Saved entries:
━━━━━━━━━━━━━━━━━━━━━━━━━━━━━━

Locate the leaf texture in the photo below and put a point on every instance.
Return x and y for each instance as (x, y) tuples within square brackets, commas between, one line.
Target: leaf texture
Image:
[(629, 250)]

━━━━━━━━━━━━━━━━━━━━━━━━━━━━━━

| ABOUT THIS TASK |
Repeat every entry exactly as written above.

| EXERCISE SOLUTION |
Locate the leaf texture in the photo below and put a point on every instance.
Return x and y for each instance as (x, y) tuples within square brackets, commas between, one line.
Target: leaf texture
Image:
[(629, 250)]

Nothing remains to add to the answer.